(GIVEN DATA begins)

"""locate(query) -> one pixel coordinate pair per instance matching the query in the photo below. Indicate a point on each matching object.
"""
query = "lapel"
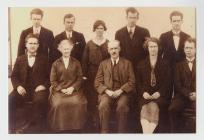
(171, 41)
(186, 68)
(194, 70)
(24, 66)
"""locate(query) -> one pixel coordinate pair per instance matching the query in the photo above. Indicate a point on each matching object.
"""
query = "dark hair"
(132, 10)
(98, 23)
(36, 11)
(31, 35)
(191, 40)
(151, 39)
(68, 16)
(176, 13)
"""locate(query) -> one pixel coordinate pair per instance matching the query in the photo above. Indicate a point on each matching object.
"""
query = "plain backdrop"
(156, 19)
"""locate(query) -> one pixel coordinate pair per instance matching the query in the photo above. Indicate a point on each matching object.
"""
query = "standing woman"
(68, 105)
(153, 75)
(95, 51)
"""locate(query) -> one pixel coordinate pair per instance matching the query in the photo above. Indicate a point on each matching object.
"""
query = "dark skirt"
(67, 112)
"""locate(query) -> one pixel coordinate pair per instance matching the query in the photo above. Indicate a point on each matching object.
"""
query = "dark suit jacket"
(132, 49)
(104, 75)
(169, 50)
(185, 80)
(143, 81)
(40, 71)
(46, 40)
(79, 44)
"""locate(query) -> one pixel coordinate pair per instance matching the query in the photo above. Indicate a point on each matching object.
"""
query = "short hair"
(151, 39)
(31, 35)
(98, 23)
(176, 13)
(113, 41)
(132, 10)
(69, 16)
(36, 11)
(191, 40)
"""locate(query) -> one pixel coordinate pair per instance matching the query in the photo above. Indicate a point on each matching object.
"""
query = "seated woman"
(68, 106)
(152, 75)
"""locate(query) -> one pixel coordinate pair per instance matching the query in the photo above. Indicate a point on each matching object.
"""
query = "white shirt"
(66, 61)
(31, 60)
(69, 34)
(131, 28)
(117, 60)
(176, 39)
(190, 63)
(36, 30)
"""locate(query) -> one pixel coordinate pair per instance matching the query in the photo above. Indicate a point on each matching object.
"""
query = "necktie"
(153, 77)
(131, 33)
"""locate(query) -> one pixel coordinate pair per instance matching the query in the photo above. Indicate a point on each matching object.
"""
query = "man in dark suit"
(185, 88)
(132, 37)
(77, 38)
(30, 80)
(114, 82)
(172, 43)
(173, 40)
(46, 37)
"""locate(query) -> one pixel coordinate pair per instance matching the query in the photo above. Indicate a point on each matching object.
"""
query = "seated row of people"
(115, 82)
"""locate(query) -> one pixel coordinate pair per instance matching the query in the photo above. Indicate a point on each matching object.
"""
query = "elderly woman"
(152, 75)
(68, 105)
(95, 51)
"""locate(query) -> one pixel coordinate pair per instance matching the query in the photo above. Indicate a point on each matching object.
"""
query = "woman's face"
(99, 30)
(153, 48)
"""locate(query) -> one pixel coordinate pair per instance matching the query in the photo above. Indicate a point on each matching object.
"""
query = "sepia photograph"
(93, 70)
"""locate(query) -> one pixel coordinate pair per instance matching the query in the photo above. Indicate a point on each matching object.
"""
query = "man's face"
(132, 19)
(153, 48)
(36, 20)
(189, 49)
(69, 23)
(32, 45)
(65, 48)
(176, 23)
(99, 30)
(114, 50)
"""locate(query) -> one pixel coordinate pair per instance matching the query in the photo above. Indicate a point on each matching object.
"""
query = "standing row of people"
(100, 74)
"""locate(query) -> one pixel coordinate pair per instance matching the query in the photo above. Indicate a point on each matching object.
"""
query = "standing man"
(30, 80)
(77, 38)
(114, 82)
(172, 43)
(185, 88)
(46, 37)
(132, 37)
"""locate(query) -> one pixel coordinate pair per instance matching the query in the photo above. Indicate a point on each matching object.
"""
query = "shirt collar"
(117, 60)
(190, 60)
(132, 28)
(69, 34)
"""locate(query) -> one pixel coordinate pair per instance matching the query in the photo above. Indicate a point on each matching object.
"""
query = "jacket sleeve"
(99, 80)
(15, 79)
(53, 78)
(178, 82)
(77, 84)
(21, 44)
(85, 61)
(130, 85)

(GIVEN DATA ends)

WHAT IS BEING ASKED :: An exact reprint of the records above is required, with all pictures left out.

OUTPUT BELOW ::
"""locate(query) -> one pixel coordinate pair per instance matching the query in the photo below. Indicate a point on each matching object.
"""
query = "lapel"
(171, 41)
(186, 68)
(194, 70)
(24, 66)
"""locate(query) -> one pixel coordinate pair per instance matching the query in the photo above. Indicate a point on each matching object.
"""
query = "dark hair"
(132, 10)
(98, 23)
(36, 11)
(31, 35)
(191, 40)
(151, 39)
(68, 16)
(176, 13)
"""locate(query) -> one pixel coordinate pair per instance matching the query in the photo above. Indicate a point on each matching object.
"""
query = "plain backdrop"
(156, 19)
"""locate(query) -> one pixel coordinate pair per instance matching the query in the photo above. Indicate a point on each matching object.
"""
query = "standing woman"
(68, 105)
(153, 75)
(95, 51)
"""locate(query) -> one pixel coordinate pair per instance matching the query in the photo above. Indicate a point on each matching object.
"""
query = "dark skirt"
(67, 112)
"""locate(query) -> one pixel coordinate pair per instance matching the query in the photo above. Indicate a point on each matching object.
"""
query = "dark suit jacket"
(132, 49)
(104, 75)
(169, 50)
(185, 80)
(143, 81)
(40, 71)
(46, 40)
(79, 44)
"""locate(query) -> one pixel coordinate pair per instance matching the query in the photo above. Indicate a point on each matching object.
"""
query = "short hair"
(151, 39)
(31, 35)
(98, 23)
(176, 13)
(113, 41)
(132, 10)
(69, 16)
(36, 11)
(191, 40)
"""locate(query) -> one pixel coordinate pair per instance matching the query in the photo above. Indicate a point on each matching object.
"""
query = "seated woman"
(68, 106)
(152, 75)
"""locate(query) -> one pixel coordinate pair per instance matching the query in the photo above. Indicate a point on each matching object.
"""
query = "white shirt"
(66, 61)
(31, 60)
(69, 34)
(131, 28)
(117, 60)
(176, 39)
(190, 63)
(36, 30)
"""locate(query) -> one pixel coordinate pair per instance matching the query in the photo above. Indicate a point on each matching object.
"""
query = "necktie"
(153, 77)
(131, 33)
"""locate(query) -> one pixel coordinate pair per instance matching the query in the photo above. Indicate a point on each matching object.
"""
query = "man in dark suit"
(185, 88)
(132, 37)
(77, 38)
(30, 80)
(114, 82)
(172, 43)
(173, 40)
(46, 37)
"""locate(query) -> one pixel coordinate pair per instance matching the query in the photo above. Indicate a point on each matching object.
"""
query = "seated row of people"
(115, 82)
"""locate(query) -> one pixel coordinate pair per instance matching the query in the photo above. Indicate a point on each matching object.
"""
query = "elderly woman"
(152, 75)
(68, 105)
(95, 51)
"""locate(query) -> one pixel coordinate pair per instance matching the query in the photo above. Indicate a point on each matching object.
"""
query = "woman's face"
(99, 30)
(153, 48)
"""locate(query) -> one pixel coordinate pair per instance matching the query in the photo above. Indicate a point on each matching object.
"""
query = "sepia photograph"
(93, 70)
"""locate(query) -> one pixel coordinate pair per instance matching the query in the photo above. Indicate a point on each matching object.
"""
query = "man's face"
(132, 19)
(153, 48)
(36, 20)
(189, 49)
(69, 23)
(32, 45)
(65, 48)
(176, 23)
(99, 30)
(114, 50)
"""locate(query) -> one pixel coordinate pair per instance matching the query in the photo above. Indicate a point on each matching object.
"""
query = "standing row of people"
(100, 74)
"""locate(query) -> one pixel coordinate pair per instance matching the query in the photo above. Indicate a point on each matching object.
"""
query = "standing man"
(30, 80)
(77, 38)
(114, 82)
(172, 43)
(185, 88)
(46, 37)
(132, 37)
"""locate(query) -> one pixel coordinate pair per instance matching the query in the photo above. Indicate a point on each matching object.
"""
query = "shirt collar"
(117, 60)
(190, 60)
(132, 28)
(69, 34)
"""locate(query) -> one pixel coordinate pair per instance matching the query in the photo above. Indicate a point on each matching object.
"""
query = "jacket sleeve"
(99, 80)
(15, 79)
(53, 78)
(178, 82)
(77, 84)
(21, 44)
(85, 61)
(130, 85)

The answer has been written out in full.